Task set -
**1)** According to Dr Parada in the hand-hygiene article, why is hand hygiene still needed when a healthcare worker has no intention of examining the patient? Answer in one to three sentences.
**2)** Please reproduce the hand-hygiene article word for word, from "July 02, 2015" to "a new study.".

Excerpted text -
━━━━━━━━━━━━━━━━━━━━
Fran Lowry

July 02, 2015

Intervening immediately after a lapse in hand-hygiene practice is an effective way to correct bad habits and can help achieve greater compliance with best practices, according to results from a new study.

"Hand hygiene is the single most important and easiest thing we can do to reduce healthcare-associated infections," said Jorge Parada, MD, from the Stritch School of Medicine at Loyola University Chicago.

However, "compliance with hand hygiene practices is commonly suboptimal, with rates from 30% to 60%," he told Medscape Medical News.

The achievement good hand hygiene is problematic for many reasons. "Quite simply, I believe that very often healthcare workers underestimate the impact and importance of hand hygiene," Dr Parada said. "Despite over a century of evidence showing the effectiveness of hand hygiene, many healthcare workers don't really get it."

"Many believe they do not need to do hand hygiene if they have no intention of examining the patient, forgetting that they are touching bed rails and so on and contaminating the environment, as well as themselves," Dr Parada explained. "Or they believe that the use of gloves supersedes the need for hand hygiene."
━━━━━━━━━━━━━━━━━━━━
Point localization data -
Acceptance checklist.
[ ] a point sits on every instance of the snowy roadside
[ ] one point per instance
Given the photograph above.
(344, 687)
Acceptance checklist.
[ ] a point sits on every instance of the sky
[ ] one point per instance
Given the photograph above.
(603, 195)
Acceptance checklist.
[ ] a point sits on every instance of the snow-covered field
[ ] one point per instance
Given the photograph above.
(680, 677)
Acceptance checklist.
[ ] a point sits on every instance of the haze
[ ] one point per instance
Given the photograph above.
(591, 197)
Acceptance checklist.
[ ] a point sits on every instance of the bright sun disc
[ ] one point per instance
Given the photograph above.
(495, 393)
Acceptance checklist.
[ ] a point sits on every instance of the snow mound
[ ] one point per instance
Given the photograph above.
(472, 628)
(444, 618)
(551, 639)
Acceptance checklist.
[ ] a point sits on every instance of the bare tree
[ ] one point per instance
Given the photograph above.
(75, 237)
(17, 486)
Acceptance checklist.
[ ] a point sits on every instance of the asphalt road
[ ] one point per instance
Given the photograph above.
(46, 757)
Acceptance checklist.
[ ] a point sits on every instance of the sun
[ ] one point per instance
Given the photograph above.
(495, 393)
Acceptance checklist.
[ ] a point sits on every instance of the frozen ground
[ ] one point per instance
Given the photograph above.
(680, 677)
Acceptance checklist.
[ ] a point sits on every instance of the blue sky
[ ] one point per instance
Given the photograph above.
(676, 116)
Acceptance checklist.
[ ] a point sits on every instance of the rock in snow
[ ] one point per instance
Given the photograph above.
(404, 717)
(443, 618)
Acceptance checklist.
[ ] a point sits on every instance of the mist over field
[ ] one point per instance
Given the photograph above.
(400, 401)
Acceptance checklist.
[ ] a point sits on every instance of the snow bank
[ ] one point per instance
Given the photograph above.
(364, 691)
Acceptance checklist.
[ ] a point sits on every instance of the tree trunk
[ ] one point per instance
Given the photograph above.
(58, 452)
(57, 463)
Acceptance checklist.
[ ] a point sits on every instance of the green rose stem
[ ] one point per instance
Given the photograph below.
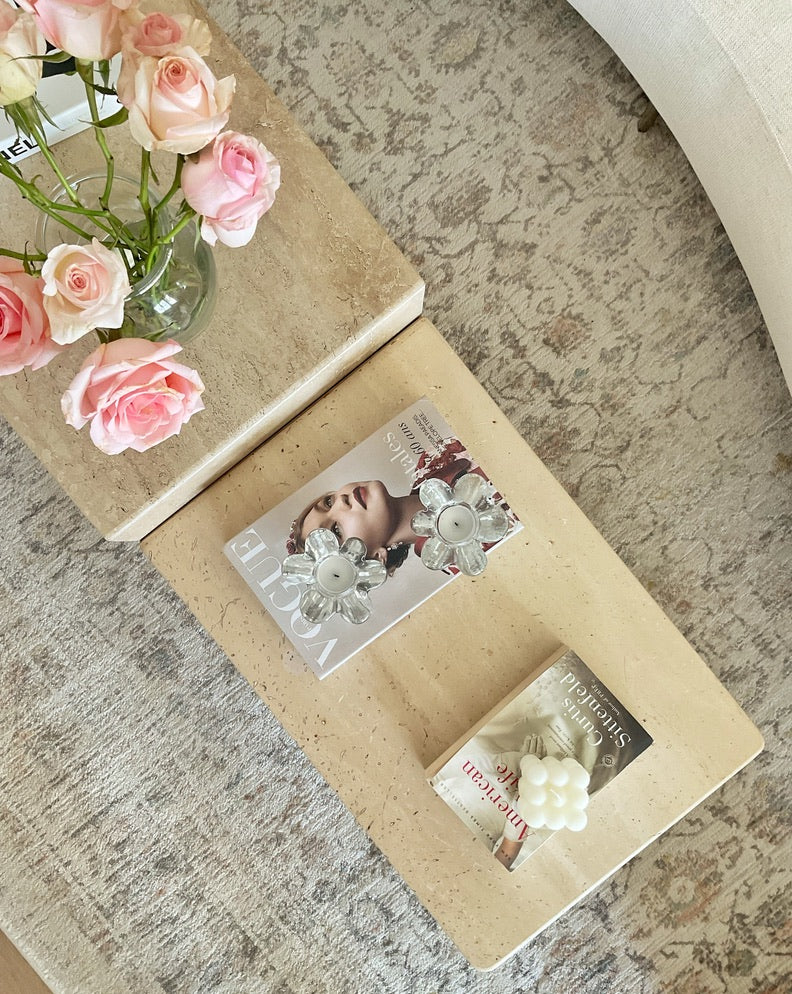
(166, 239)
(24, 256)
(85, 72)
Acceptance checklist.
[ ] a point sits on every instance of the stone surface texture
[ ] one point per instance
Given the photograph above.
(153, 826)
(320, 288)
(372, 728)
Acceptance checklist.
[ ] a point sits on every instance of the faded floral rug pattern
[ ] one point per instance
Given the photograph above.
(153, 827)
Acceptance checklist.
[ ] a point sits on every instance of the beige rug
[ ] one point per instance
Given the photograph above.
(153, 829)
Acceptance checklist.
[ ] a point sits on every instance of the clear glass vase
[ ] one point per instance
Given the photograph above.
(176, 298)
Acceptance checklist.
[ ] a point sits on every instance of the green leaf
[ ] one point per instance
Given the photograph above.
(53, 57)
(108, 91)
(110, 122)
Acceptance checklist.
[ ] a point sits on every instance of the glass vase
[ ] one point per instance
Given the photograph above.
(176, 298)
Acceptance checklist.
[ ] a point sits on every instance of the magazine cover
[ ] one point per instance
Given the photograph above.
(565, 711)
(370, 493)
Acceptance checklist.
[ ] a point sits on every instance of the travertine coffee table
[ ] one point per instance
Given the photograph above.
(319, 289)
(373, 725)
━━━━━━━━━━━━━━━━━━━━
Results -
**1)** Healthcare workers who skip hand hygiene because they will not examine the patient forget that they are still touching bed rails and similar surfaces. In doing so they contaminate the environment and themselves.

**2)**
July 02, 2015

Intervening immediately after a lapse in hand-hygiene practice is an effective way to correct bad habits and can help achieve greater compliance with best practices, according to results from a new study.